I've turned off Microsoft's auto-update because I have no idea what they're sending out. IE7 for example is not something I care to use right now. It's not compatible with a website that I have to use for work yet if I let Windows Update run automatically, it would be forced down my throat. No thanks software developers. If this is getting bundled with your software, I won't use it. iMesh for example came with about 10 bundled Spyware programs. Once I realized it, I uninstalled everything (with some significant effort) and never went back. AIM is also on that list. Bundled crap and BloatWare. RealPlayer and QuickTime have been on the list for a long time ever since RealAlternative and QuickAlternative have existed. 

It's time for the users to stand up to these developers and let them know with their wallets that we're not going to be bullied anymore. Viewpoint should be included in Anti-Spyware scans and removed.

Problems and tasks -
1. According to the post on bundled software, why does the writer not want to use IE7 right now?
2. For each statement, say whether it agrees with the post on bundled software, and quote the deciding words: (a) The writer has switched off Microsoft's auto-update. (b) iMesh came with about five bundled Spyware programs. (c) The writer says Viewpoint should be included in Anti-Spyware scans.
3. Carry on the post about bundled software from its last sentence.

(Source records)
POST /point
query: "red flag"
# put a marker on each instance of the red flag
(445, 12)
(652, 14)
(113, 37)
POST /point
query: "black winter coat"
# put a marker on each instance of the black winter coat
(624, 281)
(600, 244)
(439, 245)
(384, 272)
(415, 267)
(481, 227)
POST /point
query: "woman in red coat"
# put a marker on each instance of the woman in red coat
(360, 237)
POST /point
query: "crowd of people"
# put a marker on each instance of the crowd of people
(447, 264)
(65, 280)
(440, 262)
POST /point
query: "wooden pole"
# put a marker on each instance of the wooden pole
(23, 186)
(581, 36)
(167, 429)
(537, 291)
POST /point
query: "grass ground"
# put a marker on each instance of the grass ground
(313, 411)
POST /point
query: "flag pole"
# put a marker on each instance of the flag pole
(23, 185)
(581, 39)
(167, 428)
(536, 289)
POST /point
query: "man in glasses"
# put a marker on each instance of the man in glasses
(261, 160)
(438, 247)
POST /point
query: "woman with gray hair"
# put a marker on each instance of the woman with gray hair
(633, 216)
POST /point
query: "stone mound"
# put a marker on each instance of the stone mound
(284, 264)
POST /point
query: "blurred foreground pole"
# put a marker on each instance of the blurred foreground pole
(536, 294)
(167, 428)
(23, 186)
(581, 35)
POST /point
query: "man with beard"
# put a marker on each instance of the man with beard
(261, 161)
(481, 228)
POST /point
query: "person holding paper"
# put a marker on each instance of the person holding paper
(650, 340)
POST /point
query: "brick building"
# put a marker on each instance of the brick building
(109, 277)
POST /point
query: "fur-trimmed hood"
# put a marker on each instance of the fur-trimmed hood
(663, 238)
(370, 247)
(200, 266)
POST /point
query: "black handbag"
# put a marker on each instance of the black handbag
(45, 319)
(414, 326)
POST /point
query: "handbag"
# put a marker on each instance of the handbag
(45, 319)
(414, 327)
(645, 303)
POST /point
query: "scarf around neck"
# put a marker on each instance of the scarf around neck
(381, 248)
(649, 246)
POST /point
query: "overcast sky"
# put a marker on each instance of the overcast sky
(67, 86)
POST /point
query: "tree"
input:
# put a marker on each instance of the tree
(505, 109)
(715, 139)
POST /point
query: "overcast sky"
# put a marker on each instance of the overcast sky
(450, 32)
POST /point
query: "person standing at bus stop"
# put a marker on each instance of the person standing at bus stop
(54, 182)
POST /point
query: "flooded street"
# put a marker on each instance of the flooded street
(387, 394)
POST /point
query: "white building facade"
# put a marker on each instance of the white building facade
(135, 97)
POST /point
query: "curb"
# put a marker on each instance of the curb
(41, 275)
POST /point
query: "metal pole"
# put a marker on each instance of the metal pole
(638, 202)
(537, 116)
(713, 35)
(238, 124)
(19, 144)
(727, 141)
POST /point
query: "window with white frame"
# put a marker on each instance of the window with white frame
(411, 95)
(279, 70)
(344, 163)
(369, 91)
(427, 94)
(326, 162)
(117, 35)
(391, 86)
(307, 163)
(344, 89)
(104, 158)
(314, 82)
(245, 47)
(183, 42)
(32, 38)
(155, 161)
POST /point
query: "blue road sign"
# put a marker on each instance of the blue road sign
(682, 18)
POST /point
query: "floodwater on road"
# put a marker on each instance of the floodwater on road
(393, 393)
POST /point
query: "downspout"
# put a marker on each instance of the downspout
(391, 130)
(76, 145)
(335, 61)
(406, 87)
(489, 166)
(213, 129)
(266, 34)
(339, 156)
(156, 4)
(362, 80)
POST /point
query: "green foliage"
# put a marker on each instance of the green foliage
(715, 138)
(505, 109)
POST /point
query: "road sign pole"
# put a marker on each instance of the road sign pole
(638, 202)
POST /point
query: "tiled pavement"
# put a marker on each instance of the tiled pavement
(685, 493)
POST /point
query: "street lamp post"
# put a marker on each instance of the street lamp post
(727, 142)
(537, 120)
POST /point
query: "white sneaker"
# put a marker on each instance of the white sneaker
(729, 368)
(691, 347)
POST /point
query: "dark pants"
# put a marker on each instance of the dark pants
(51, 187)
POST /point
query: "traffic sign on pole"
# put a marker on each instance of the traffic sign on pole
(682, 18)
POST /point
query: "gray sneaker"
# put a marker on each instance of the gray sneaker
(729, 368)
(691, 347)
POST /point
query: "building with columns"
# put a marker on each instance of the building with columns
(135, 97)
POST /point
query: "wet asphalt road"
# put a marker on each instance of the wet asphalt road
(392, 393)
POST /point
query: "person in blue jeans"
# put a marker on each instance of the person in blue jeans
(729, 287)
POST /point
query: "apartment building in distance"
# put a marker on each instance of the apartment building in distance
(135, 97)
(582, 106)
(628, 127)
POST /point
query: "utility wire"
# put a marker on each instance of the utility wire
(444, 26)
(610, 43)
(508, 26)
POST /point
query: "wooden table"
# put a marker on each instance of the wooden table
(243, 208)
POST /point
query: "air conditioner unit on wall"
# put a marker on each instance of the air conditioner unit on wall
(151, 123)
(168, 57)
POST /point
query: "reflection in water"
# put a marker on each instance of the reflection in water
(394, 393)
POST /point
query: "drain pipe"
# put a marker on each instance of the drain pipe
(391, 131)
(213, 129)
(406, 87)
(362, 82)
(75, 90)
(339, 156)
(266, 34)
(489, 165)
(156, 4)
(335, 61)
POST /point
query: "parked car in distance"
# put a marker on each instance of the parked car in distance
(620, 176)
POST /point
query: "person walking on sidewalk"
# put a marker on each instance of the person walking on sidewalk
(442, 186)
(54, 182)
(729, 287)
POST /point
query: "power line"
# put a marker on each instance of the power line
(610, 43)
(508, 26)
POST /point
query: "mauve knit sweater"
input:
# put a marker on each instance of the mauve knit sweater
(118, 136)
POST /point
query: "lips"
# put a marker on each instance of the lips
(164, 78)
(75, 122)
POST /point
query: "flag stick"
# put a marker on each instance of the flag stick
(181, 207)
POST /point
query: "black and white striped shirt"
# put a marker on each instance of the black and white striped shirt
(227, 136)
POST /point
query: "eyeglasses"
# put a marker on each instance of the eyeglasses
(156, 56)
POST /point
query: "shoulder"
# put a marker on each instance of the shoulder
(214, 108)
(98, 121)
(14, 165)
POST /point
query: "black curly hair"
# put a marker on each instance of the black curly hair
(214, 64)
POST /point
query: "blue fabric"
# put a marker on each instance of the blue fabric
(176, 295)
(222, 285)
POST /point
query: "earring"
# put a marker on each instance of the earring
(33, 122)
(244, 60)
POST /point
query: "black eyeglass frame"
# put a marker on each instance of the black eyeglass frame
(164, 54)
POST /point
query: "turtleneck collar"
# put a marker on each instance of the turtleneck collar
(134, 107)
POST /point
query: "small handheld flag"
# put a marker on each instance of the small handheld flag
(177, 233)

Task-by-task results -
1. It isn't compatible with a website the writer has to use for work.

2.
(a) Yes: "I've turned off Microsoft's auto-update"
(b) No: "iMesh for example came with about 10 bundled Spyware programs."
(c) Yes: "Viewpoint should be included in Anti-Spyware scans and removed."

3.
----------



## TRS-80 vet (Jun 18, 2005)

I just found this viewpoint jam on my computer, and can't delete it, since the file name is too long.

The file name is too long??? 

And the two removal links posted here have disappeared.

How can I find it in the registry?


----------



## JohnWill (Oct 19, 2002)

HijackThis will find it and remove it.


----------



## HappyKillmore (Dec 9, 2006)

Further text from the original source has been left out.